» TEXT UNDER STUDY:
-=-=-

The Tren2 project will be developed in three phases.

"I think it will have a great impact on the Philippine economy," DBP Chair Alberto Romulo said.

"Not only will it impact the Philippine economy, but the whole of Asean," he added.

Despite portents of doom, volume of production actually went up by 3.1 percent in the last quarter of 2017 from 2.33-million tons for the period October to December 2016.

The small growth is attributed to expansion areas of Dole Food Company, Inc., Del Monte Foods, Inc., Lapanday Foods Corporation, Mt. Kitanglad Agri-Development Corporation (MKADC), Davao Agricultural Ventures Corporation (DAVCO), Sumifru Philippines Corp., Dole Food Company Inc., and MAI-Maguindanao Agri-traders Inc., due to increasing demand, aside from bigger sizes fruits noted from harvests in Cagayan Valley (Isabela and Quirino) and ARMM as 51.4 percent of the total production is of the cavendish variety, the Philippine Statistics Authority (PSA) showed in its Major Fruit Crops Quarterly Bulletin for October to December 2017.

Davao Region accounted for 37.4 percent of this production, producing close to a million metro tons with Northern Mindanao contributing 20.2 percent and Soccsksargen contributing 13.5 percent.

HRC Chief Executive Officer Rosanna Tuason Fores explained that Tren2 will be applying new technologies to produce more quality bananas from less banana plants or hills. It will feature a one of a kind planting design that will have 1,800 hills per hectare as against the 2,500 hills per hectare in Tagum with the same output.

With its earlier partnership with the Department of Science and Technology (DOST) and the University of Southeastern Philippines (Usep), the plantation will be using a mobile phone aided pest and disease identification app, which will be made available to farmers and growers.

Last December 1, 2017, HRC signed an agreement with DOST and Usep to develop a technology that will help banana growers immediately identify threats of Sigatoka and Bunchy Top viruses in banana plants through DOST's Collaborative Research and Development to Leverage Philippine Economy (Cradle) program.

Cradle seeks to create a synergy between the academe and industries to translate technologies into real world applications. Under the partnership, Usep took on the challenge to produce a disease visualization application (DVA) software, on top of the publication on banana diseases early warning system, and information and education materials for the DVA.

It is this technology that will be fully utilized in Tren2.

-=-=-

» SUPPLIED DATA:
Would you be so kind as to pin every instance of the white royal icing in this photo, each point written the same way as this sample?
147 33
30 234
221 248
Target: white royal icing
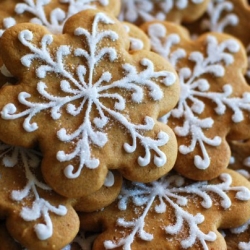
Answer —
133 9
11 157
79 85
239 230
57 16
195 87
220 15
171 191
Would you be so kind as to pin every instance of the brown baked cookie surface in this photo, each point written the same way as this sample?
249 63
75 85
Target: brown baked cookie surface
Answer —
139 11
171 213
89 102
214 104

-=-=-

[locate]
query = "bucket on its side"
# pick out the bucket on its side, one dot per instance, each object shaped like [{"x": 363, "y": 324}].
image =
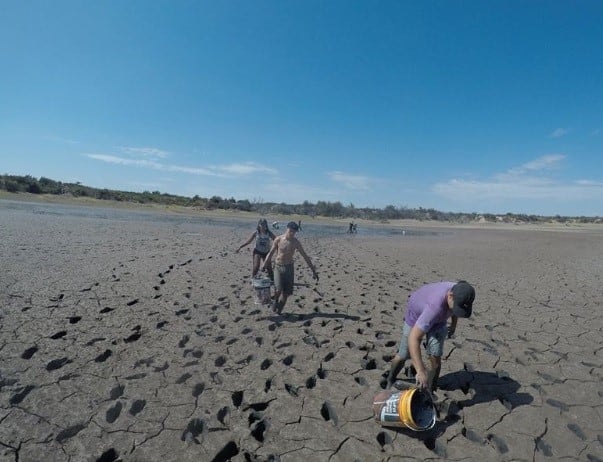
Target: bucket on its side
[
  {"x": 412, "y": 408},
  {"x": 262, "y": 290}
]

-=-=-

» WORK INSTRUCTION A:
According to the Tren2 article, how many hills per hectare will the Tren2 planting design have?
» WORK INSTRUCTION B:
Name every region that the Tren2 article gives a percentage share of banana production for, along with that share.
» WORK INSTRUCTION C:
Write the next part of the Tren2 article, continuing on from its final sentence.

» ANSWER SECTION A:
1,800 hills per hectare.

» ANSWER SECTION B:
Davao Region, 37.4 percent
Northern Mindanao, 20.2 percent
Soccsksargen, 13.5 percent

» ANSWER SECTION C:
"We're very excited to partner with the Hijo Group, and Train in particular, with this loan transaction because it gives us the opportunity to demonstrate DBP's commitment to further develop and agri-business sector," DBP President Cecilia Borromeo said, while appreciating the presentation made by Tuason Fores on how Tren2 will be rolled out.

Among others, this plantation will not be using aerial spraying methods and will instead use tree-specific disease controls by using mulchers and tractor guided sprayers. It will also be using the technology of VRM Biologik PTE of Singapore. VRM Biologik is a leading provider of microbial formulations for organic recycling, advanced soil and water remediation, and agricultural support programs. VRM Biologik harnesses naturally occurring microbes to do without chemical inputs, and in the process creates cheaper organic waste management systems. Using its wastes, the plantation generates the base material for maintaining a healthy soil consequently healthy harvest.

This expansion is seen to generate employment opportunities in Barangays Cuevas, Sta. Maria, Salvacion, and San Isidro, which will be hosting the plantation.

It will also stimulate the economy there and bring focus on sustainable farming methods.

"It is a great opportunity for the bank to creat possibilities to better Davao del Norte, Tagum City and even Agusan del Sur and Agusan del Norte," Borromeo said.

Earlier on, Tuason Fores has been focusing on reinventing the banana industry, firm in the belief that the industry cannot be resuscitated by using the same solutions already tried before and that the industry can only be brought back to its glory years if stakeholders come together to build the industry as one, and not as individual plantations with well-kept secret technologies and researches.